Эволюция положения И.В. Сталина в партийной иерархии
https://ic.pics.livejournal.com/ss69100/44650003/2153200/2153200_300.jpgНесмотря на то, что многие сталинские документы периода 1921–23 годов опубликованы и стали предметом пристального изучения, нам представляется, что эволюция положения И.В. Сталина в партийной иерархии, свидетельствующая о серьёзных переменах в структуре партийного руководства, наиболее ярко проявляется в деталях.
Обратим внимание на некоторые из них.
В августе 1920 года Сталин вернулся с Юго-Западного фронта в Москву. Выступив с инициативой обеспечения РККА боевыми резервами, приняв участие в жёсткой полемике о причинах поражения войск Западного фронта на партийной конференции, он погружается в проблемы руководимых им наркоматов.

Записи данных:
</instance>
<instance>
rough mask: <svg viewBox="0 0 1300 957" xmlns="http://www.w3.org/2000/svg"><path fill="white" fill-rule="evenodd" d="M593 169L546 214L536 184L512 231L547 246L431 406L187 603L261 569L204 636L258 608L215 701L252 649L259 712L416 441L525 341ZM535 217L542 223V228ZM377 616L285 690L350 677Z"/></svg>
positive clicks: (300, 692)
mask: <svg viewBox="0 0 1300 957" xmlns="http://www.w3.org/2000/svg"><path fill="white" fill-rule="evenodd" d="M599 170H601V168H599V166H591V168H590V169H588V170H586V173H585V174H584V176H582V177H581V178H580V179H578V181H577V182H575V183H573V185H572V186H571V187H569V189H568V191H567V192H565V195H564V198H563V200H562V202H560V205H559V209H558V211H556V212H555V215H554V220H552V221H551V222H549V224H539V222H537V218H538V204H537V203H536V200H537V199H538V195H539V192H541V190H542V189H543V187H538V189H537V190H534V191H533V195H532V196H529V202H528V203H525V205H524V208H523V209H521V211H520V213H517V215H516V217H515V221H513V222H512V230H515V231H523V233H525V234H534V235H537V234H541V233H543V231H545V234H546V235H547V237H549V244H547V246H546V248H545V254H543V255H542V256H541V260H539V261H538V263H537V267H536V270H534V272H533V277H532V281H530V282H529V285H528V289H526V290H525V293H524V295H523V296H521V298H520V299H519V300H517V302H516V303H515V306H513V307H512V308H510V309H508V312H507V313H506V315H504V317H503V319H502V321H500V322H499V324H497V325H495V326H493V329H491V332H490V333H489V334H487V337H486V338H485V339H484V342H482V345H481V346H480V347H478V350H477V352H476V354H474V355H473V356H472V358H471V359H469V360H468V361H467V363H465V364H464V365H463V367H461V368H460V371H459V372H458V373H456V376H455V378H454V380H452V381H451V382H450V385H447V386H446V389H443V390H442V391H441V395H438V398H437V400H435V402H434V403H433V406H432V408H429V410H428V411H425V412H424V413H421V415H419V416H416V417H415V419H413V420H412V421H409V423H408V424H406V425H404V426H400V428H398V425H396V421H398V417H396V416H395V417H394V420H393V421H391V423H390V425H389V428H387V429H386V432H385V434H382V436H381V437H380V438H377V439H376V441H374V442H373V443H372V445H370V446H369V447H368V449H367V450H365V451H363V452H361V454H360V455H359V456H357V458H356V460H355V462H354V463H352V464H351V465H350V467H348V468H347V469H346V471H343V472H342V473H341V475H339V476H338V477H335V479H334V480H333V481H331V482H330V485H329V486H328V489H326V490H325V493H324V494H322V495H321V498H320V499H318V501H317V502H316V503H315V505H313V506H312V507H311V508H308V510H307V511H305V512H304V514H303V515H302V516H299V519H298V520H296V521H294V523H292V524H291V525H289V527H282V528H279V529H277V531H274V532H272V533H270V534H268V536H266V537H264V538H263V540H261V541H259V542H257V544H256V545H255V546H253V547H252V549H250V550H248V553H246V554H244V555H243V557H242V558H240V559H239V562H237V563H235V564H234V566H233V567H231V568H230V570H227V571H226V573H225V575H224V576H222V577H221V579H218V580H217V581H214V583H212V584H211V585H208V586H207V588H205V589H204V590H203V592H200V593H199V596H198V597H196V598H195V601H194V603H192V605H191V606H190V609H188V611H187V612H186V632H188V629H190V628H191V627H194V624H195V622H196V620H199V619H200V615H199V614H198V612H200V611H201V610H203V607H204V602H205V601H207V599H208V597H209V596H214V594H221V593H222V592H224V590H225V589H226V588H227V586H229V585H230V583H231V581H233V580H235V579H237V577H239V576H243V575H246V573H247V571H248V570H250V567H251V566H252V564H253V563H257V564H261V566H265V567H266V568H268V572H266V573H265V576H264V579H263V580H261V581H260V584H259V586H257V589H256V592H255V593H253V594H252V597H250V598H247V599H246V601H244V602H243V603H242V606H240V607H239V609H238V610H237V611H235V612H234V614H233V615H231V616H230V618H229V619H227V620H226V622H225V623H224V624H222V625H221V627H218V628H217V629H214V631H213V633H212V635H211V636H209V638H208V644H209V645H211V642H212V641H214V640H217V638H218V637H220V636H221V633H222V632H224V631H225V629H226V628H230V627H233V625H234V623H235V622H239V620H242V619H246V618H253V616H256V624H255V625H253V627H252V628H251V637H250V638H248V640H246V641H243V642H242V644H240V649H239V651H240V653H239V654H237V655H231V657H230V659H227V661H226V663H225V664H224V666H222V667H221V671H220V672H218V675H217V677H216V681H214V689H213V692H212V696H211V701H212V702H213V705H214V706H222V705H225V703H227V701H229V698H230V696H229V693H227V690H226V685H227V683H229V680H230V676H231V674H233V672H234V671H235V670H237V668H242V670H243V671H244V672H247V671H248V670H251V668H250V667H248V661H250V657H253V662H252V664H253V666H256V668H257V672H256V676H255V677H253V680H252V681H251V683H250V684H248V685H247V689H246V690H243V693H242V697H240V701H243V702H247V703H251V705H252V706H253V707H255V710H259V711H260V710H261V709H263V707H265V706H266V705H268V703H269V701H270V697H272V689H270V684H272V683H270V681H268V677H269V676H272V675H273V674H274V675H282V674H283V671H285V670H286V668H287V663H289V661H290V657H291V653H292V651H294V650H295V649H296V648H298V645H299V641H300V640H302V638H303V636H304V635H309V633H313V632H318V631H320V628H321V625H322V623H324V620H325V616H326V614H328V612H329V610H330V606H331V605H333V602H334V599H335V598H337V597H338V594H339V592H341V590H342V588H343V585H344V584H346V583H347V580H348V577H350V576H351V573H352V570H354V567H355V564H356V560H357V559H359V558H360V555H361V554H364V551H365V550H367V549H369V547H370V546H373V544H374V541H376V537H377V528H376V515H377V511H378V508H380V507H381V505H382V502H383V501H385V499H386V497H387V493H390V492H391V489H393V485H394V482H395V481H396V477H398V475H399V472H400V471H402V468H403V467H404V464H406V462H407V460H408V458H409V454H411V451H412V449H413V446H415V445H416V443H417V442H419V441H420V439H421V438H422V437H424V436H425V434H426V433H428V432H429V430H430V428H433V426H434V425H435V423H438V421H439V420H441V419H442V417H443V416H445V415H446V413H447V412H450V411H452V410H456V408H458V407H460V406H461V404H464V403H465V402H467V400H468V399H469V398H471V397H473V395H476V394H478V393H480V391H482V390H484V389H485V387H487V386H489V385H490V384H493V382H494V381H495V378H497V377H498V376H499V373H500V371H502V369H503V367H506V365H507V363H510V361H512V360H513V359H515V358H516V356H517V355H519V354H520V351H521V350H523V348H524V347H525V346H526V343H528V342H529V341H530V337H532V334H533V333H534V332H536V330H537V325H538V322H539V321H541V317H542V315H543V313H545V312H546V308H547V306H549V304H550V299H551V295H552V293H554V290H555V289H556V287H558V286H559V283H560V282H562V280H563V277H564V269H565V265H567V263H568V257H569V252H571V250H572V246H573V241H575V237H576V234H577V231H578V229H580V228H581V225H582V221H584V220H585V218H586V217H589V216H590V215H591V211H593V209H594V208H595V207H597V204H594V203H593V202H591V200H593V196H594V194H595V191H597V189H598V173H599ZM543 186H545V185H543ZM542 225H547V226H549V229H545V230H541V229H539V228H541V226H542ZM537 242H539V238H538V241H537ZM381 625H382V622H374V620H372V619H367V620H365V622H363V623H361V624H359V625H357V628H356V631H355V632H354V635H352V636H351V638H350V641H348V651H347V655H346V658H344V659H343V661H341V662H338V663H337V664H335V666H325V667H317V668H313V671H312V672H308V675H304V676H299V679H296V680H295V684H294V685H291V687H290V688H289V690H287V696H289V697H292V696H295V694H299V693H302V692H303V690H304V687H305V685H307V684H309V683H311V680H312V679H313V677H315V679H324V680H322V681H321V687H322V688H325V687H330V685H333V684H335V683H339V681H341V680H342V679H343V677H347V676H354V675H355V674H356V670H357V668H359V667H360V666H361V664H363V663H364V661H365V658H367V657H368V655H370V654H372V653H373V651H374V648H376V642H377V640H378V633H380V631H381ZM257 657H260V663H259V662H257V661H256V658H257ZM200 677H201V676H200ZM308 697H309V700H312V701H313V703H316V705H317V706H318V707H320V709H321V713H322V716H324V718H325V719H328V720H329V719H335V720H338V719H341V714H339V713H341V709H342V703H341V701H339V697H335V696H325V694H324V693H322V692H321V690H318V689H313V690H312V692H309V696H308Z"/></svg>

Задание 1: Перепечатайте из фрагмента текста часть, которая открывается словами «В августе 1920» и завершается словами «руководимых им наркоматов.».
Задание 2: Продолжите фрагмент текста о положении Сталина в партийной иерархии, начиная сразу после его последнего предложения.
Записи не имеют отношения к фрагменту текста.

Ответ на задание 1:
В августе 1920 года Сталин вернулся с Юго-Западного фронта в Москву. Выступив с инициативой обеспечения РККА боевыми резервами, приняв участие в жёсткой полемике о причинах поражения войск Западного фронта на партийной конференции, он погружается в проблемы руководимых им наркоматов.

Ответ на задание 2:
Однако из-за обострения ситуации на Кавказе Политбюро направило Сталина в Дагестан и в Баку, и вернулся он лишь в конце ноября.
В день возвращения или на следующий день Сталин обращается к В.И. Ленину с характерной просьбой: «Т. Ленин! Когда можно будет поговорить с Вами о моей работе в центре (мне нужно минут 20)? Ст.». Записка интересна тем, что едва ли Сталину не хватало дел по его руководящим должностям, которых у него был целый список. И всё же он хочет обсудить свою работу лично с Лениным.
Поводом для разговора могло стать его длительное отсутствие в Москве и желание уяснить узловые моменты и основные направления текущей политики. Но за этим могли стоять и какие-то сталинские инициативы (на изложение которых он отводил 20 минут).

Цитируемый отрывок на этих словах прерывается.